- [DO THIS]: Identify the line with "the elderly man's"; copy word for word that line and every one after it, to the end of the listing. Exclude pictures.

Position identification records
━━━━━━━━
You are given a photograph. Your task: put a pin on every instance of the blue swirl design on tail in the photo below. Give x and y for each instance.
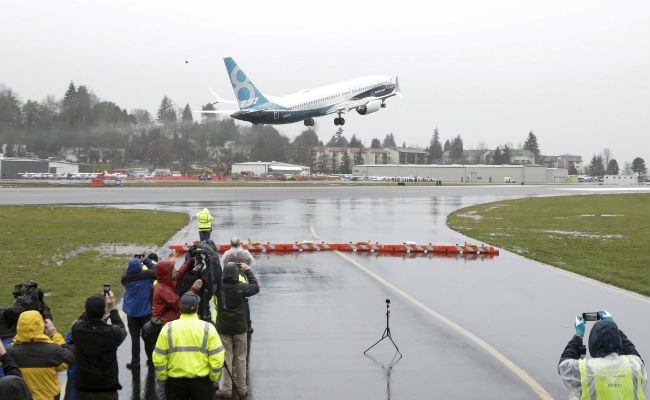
(248, 96)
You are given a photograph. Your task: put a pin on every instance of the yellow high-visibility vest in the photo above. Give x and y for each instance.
(188, 348)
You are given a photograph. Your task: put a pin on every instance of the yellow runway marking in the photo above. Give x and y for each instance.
(536, 387)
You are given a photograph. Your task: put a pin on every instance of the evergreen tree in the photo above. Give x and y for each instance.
(346, 163)
(208, 116)
(389, 141)
(337, 140)
(532, 145)
(166, 113)
(356, 143)
(456, 151)
(186, 117)
(358, 158)
(505, 157)
(435, 148)
(497, 157)
(638, 166)
(612, 167)
(596, 167)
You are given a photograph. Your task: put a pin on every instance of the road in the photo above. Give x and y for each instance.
(317, 312)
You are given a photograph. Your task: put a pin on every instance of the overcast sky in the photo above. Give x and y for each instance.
(574, 72)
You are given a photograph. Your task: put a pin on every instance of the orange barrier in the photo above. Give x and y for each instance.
(361, 247)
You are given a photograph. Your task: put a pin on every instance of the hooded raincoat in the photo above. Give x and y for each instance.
(138, 286)
(38, 356)
(614, 371)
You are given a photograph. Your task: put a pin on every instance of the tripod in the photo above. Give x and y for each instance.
(386, 333)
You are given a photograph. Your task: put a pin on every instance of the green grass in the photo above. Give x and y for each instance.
(614, 249)
(57, 247)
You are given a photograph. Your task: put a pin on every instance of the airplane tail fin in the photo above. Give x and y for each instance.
(247, 95)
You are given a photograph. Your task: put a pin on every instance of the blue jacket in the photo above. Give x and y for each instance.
(139, 289)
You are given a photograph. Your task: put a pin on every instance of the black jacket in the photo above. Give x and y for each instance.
(96, 344)
(605, 338)
(12, 386)
(231, 318)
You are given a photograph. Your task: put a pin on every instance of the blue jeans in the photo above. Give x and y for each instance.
(204, 235)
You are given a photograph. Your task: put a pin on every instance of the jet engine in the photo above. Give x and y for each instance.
(370, 107)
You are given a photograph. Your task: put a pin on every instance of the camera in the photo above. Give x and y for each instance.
(591, 316)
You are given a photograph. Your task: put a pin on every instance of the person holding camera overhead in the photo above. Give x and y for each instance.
(96, 344)
(615, 369)
(138, 284)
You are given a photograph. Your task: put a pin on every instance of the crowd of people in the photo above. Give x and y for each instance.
(193, 323)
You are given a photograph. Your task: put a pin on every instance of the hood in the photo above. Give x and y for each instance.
(30, 328)
(164, 272)
(604, 339)
(135, 265)
(230, 273)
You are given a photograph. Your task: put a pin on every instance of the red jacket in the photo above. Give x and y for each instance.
(166, 303)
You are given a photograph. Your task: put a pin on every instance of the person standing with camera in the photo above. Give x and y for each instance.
(138, 284)
(205, 224)
(232, 325)
(40, 352)
(615, 369)
(96, 344)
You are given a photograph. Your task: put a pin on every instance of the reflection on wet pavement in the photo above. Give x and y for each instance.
(316, 312)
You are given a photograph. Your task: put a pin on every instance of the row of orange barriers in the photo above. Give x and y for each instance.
(367, 247)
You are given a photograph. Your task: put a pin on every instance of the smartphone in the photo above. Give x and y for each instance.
(591, 316)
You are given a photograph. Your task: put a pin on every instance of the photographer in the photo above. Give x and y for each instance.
(138, 284)
(232, 325)
(615, 369)
(96, 344)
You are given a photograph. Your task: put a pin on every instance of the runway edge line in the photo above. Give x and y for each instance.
(523, 375)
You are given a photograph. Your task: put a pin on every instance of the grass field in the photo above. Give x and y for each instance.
(605, 237)
(68, 251)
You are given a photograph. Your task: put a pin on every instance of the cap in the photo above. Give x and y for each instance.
(189, 302)
(95, 306)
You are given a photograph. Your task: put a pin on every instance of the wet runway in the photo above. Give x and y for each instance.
(317, 312)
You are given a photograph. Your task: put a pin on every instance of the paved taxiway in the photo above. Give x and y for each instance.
(317, 312)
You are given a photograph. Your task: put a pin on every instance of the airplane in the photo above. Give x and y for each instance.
(365, 95)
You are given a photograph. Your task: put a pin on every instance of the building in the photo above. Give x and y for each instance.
(330, 159)
(620, 179)
(407, 155)
(12, 167)
(563, 161)
(262, 168)
(93, 154)
(467, 173)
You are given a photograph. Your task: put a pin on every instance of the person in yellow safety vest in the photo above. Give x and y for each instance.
(615, 369)
(188, 355)
(205, 224)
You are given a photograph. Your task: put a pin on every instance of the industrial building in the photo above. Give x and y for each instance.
(11, 167)
(467, 173)
(261, 168)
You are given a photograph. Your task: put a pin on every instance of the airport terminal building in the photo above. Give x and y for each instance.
(466, 173)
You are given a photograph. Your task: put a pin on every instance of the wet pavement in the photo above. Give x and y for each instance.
(317, 312)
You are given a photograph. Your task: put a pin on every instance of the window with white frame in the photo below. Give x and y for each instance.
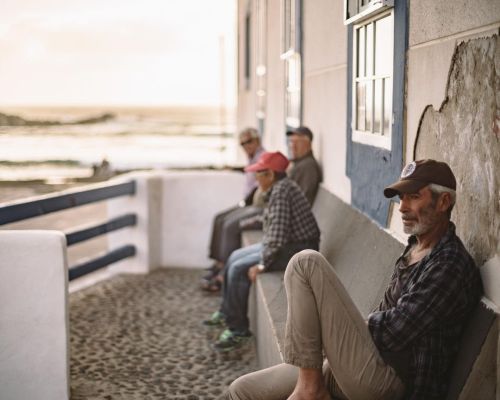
(357, 9)
(290, 11)
(247, 50)
(261, 66)
(372, 81)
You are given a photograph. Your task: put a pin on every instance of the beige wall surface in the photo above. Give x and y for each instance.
(431, 19)
(325, 90)
(246, 95)
(274, 134)
(435, 31)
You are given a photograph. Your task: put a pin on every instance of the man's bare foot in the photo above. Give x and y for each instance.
(310, 386)
(306, 395)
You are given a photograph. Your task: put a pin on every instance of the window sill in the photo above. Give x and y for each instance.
(371, 139)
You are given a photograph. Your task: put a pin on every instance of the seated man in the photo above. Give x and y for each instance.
(289, 227)
(304, 168)
(225, 230)
(226, 237)
(406, 347)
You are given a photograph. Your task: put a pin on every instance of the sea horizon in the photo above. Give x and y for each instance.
(50, 142)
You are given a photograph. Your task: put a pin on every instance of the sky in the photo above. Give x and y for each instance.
(117, 52)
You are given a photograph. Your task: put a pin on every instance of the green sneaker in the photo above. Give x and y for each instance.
(216, 319)
(228, 341)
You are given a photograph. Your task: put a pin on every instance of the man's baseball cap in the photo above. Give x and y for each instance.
(301, 130)
(419, 174)
(268, 160)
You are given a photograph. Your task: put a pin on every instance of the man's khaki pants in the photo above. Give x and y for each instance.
(322, 317)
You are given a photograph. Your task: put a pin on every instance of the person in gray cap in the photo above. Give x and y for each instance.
(304, 169)
(404, 350)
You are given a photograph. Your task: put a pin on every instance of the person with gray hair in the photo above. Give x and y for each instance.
(405, 348)
(225, 228)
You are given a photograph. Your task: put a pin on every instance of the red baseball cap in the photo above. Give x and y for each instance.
(421, 173)
(268, 160)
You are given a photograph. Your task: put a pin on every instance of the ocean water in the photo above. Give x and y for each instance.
(132, 138)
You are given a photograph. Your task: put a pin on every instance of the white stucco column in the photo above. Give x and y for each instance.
(34, 346)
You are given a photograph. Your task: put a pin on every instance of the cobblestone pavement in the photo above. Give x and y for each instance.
(141, 337)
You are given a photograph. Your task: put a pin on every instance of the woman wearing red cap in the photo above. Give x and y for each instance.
(289, 227)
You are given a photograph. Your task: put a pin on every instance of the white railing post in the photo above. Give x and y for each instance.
(145, 236)
(34, 345)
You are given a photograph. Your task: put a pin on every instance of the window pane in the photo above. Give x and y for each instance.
(361, 106)
(387, 106)
(369, 106)
(369, 49)
(383, 46)
(361, 52)
(378, 100)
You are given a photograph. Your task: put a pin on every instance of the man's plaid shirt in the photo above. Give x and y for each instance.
(287, 219)
(428, 317)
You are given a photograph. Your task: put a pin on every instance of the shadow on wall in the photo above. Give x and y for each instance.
(465, 133)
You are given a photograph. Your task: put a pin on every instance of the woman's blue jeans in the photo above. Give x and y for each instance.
(236, 286)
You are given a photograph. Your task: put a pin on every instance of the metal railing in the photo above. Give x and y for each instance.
(52, 203)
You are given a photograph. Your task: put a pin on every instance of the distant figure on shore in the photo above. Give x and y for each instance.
(102, 171)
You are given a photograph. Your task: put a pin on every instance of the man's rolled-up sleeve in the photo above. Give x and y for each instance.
(418, 310)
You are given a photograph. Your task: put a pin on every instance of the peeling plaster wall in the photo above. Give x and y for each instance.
(465, 132)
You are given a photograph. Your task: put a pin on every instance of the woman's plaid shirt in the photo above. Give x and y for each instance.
(428, 318)
(287, 219)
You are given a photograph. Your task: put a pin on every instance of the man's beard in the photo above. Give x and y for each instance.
(428, 218)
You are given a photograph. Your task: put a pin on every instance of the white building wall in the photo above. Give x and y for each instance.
(246, 89)
(435, 29)
(325, 89)
(274, 133)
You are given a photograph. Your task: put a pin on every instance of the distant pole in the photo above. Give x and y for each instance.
(222, 83)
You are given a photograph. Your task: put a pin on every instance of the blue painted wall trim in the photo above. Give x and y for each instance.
(372, 168)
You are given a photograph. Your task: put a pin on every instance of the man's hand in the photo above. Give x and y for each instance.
(253, 272)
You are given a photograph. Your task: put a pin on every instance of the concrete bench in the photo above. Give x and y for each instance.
(363, 255)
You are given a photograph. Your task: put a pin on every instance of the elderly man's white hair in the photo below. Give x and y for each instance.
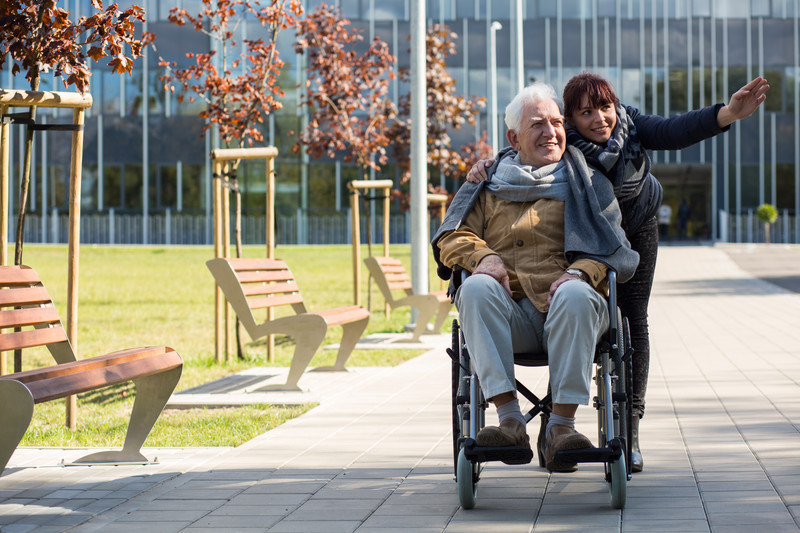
(532, 93)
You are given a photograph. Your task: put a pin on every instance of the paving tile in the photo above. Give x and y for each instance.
(315, 526)
(664, 526)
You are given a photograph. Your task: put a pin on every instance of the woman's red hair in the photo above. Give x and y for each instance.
(595, 87)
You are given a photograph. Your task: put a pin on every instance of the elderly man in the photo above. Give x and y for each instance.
(538, 238)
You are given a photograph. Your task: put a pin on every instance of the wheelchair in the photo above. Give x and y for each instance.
(614, 381)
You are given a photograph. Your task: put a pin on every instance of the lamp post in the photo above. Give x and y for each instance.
(493, 84)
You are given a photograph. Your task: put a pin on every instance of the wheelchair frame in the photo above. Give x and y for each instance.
(614, 381)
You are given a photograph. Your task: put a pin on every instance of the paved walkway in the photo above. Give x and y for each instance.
(720, 441)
━━━━━━━━
- [SOLUTION FOR THIS PROBLEM]:
You are given a photograph. Your task: put a pin on every instance of the elderly man's white hair in the photo below. Give x and y for each instance.
(532, 93)
You are given a photograph. Your task: put a pin on every instance of the paving tile in the photo above. Give x and y for each instance.
(315, 526)
(664, 526)
You are given a photograph. Your task: put a pin on every instance of the woman's red hair in the photo above. Give x and y for each instance.
(595, 87)
You are given a photograph. Your task: put a pin on every instance of the elderly man in the photo above. Give x and y for each instance.
(538, 238)
You are given a photograph. Your task: put a pin on every instance of the wheelchair in the photo above. Give x and y for each instance.
(614, 381)
You are given a photograph. Your task: put a pin on every instance of the lamp post in the photo above. Give x and y for each instance.
(493, 84)
You are given a photograph. Your task: put a pin on every instance of the wheelchair frame in the photo above. Give x and y for each instance.
(614, 381)
You are given a photograph. Your task: put a pin on every instance of the paved walkway in the photo above. Give x and y for each instance.
(720, 441)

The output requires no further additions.